- **Trecho da página**:
- - - - - - -
A menos que a igreja recupere rapidamente sua mensagem bíblica autorizada, poderemos vir a ser testemunhas do espetáculo em que milhões de cristãos sairão da igreja estabelecida para procurarem alimento espiritual.

A fim de competir com Deus pelo domínio do mundo, Satanás, a quem Cristo chamava “o príncipe deste mundo”, viu-se forçado a entrar no “mundo” da religião. Embora expulso do Jardim, o homem trazia ainda uma consciência de Deus em seu coração e a estratégia de Satanás era desviar essa fome inata, afastando-a do Senhor Deus. Assim teve lugar o aparecimento do que chamamos religião falsa, falsificada ou naturalista – e sua história é comprida e trágica. A Bíblia diferencia claramente entre a fé verdadeira e a mera religiosidade e nada poderia estar mais errado do que o surrado refrão onde se diz que qualquer religião é boa, desde que a pessoa seja sincera. Em nenhuma outra área da vida encontramos tanto erro, tanto engano e charlatanismo como na religião.

Os dois fogos sagrados, fora do Éden, exemplificam a diferença entre a religião verdadeira e a religião falsa. Um deles pertencia a Abel, que trouxe o primogênito de seu rebanho como oferenda ao Senhor Deus. Ofereceu-o com amor, adoração, humildade e reverência, e a Bíblia nos diz que o Senhor se agradou de Abel e de sua oferta. O outro pertencia ao irmão mais velho, Caim, que trouxera uma oferta sem sangue e de pouco valor ao seu altar, e a Bíblia nos diz que “de Caim e de sua oferta Deus não se agradou”.

Como poderia o Senhor Deus mostrar-se tão caprichoso? Afinal de contas, Caim não estava igualmente tentando agradar a Deus, e não se apresentava com sinceridade perfeita?

Essa narrativa foi colocada na Bíblia a fim de ensinar que existe um modo certo e um modo errado de entrar em contato com Deus. Abel fez seu sacrifício humilde e reverentemente, com espírito de sacrifício, trazendo a Deus o que de melhor possuía, e vejo pelo caminho de Deus. Caim fez a sua oferenda de má vontade, com egoísmo e de modo superficial, e além disso desobedeceu a Deus, no modo pelo qual veio, sem trazer consigo a fé. Quando Deus não sancionou e abençoou seu sacrifício, Caim se enfureceu e matou o irmão. Abel amava realmente a Deus e O adorava. A adoração de Caim era religiosidade desprovida de sentido, tão vazia e oca quanto se tornou sua vida, depois disso. Deixando a família, andou pela terra amargurado, gritando para o Senhor: “É tamanho o meu castigo, que já não posso suportá-lo” (Gênesis 4:13).

Aí vemos o aparecimento de uma corrente de religiosidade, separando-se da torrente principal de verdadeira adoração do Senhor Deus. Por toda a história humana essa corrente está destinada a tornar-se um rio cada vez maior. O homem está eternamente hesitante entre o falso e o verdadeiro, entre a adoração de ídolos e a adoração do Senhor Deus, entre a sedução da religiosidade e o reconhecimento do claro ensinamento bíblico do caminho para a salvação.
- - - - - - -
- **Dados fornecidos**:
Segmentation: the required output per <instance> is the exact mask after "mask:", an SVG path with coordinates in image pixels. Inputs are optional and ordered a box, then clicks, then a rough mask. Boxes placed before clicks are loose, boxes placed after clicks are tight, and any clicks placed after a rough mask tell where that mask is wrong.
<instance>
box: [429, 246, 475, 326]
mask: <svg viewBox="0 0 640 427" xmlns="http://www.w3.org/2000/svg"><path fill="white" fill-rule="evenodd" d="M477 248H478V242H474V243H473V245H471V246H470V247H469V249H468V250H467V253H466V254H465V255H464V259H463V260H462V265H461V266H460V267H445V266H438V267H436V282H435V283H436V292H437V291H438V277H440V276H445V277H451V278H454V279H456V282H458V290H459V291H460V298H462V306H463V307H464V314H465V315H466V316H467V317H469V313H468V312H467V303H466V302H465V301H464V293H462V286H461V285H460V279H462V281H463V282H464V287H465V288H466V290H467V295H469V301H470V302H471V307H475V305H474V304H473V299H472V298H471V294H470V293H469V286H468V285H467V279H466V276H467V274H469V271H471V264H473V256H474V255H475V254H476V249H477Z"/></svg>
- - - - - - -
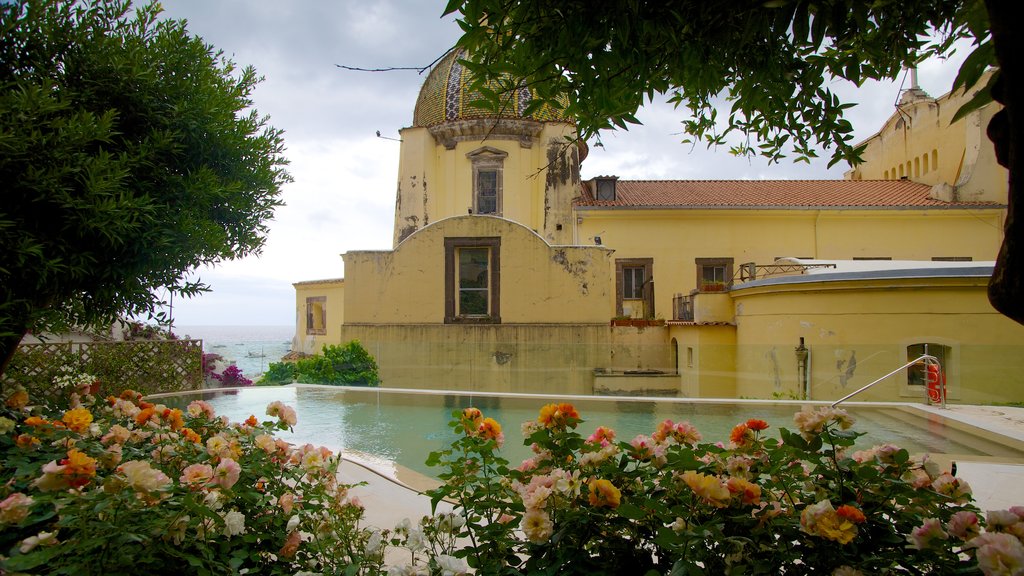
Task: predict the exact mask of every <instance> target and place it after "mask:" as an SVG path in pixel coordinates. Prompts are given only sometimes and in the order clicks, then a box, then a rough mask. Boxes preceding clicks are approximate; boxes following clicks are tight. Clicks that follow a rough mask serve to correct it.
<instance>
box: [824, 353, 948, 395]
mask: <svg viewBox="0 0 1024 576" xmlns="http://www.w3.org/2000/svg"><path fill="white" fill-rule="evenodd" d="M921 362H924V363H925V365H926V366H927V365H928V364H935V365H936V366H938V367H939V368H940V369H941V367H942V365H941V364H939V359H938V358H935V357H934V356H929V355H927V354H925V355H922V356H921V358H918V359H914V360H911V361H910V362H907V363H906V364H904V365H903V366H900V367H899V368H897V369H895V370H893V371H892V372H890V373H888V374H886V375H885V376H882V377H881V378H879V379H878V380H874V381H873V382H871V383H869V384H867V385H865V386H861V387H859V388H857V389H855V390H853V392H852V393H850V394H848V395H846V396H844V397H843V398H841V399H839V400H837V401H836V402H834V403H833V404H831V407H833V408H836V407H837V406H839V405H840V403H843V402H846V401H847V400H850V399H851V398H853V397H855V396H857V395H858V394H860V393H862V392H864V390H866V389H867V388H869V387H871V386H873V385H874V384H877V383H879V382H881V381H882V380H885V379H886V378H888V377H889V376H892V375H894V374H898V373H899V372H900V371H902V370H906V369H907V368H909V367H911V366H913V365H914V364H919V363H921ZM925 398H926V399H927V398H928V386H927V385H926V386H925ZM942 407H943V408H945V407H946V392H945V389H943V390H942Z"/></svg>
- - - - - - -
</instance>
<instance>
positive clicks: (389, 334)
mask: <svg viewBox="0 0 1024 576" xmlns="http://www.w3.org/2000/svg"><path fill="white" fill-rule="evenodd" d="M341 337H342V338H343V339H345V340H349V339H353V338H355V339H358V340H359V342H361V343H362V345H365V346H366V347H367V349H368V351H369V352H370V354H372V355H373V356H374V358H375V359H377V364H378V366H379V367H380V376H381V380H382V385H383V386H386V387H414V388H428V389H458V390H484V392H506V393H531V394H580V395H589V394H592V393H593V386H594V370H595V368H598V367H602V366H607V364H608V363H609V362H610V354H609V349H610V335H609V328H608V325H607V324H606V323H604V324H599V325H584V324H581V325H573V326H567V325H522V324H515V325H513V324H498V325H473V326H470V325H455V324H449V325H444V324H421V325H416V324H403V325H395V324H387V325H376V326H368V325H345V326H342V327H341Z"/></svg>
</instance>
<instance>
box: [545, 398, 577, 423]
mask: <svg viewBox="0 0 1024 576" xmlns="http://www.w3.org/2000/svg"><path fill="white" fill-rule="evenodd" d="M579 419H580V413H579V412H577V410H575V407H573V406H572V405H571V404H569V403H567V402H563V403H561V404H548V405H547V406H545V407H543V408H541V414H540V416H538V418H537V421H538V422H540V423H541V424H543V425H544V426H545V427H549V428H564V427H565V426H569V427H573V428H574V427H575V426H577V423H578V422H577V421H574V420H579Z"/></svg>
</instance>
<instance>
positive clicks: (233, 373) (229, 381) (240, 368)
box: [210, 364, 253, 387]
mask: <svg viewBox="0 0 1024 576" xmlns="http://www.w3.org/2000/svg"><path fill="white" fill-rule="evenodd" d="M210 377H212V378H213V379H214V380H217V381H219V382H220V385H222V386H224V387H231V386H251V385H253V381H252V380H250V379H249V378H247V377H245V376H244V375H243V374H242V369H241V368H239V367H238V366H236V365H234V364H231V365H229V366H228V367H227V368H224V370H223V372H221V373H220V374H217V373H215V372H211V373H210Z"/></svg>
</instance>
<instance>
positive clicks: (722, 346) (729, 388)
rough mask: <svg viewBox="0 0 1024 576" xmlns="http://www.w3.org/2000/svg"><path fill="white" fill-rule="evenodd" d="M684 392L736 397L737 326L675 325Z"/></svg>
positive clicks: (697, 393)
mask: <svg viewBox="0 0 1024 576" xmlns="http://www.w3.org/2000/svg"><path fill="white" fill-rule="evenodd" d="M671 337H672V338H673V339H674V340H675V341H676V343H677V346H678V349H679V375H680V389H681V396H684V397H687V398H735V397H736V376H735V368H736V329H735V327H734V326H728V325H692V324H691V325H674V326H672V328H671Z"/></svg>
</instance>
- - - - - - -
- **Sobre a tarefa**:
No trecho da página, o que Abel trouxe como oferenda ao Senhor Deus? Por favor, baseie-se somente no trecho da página.

- **Sua resposta**:
O primogênito de seu rebanho.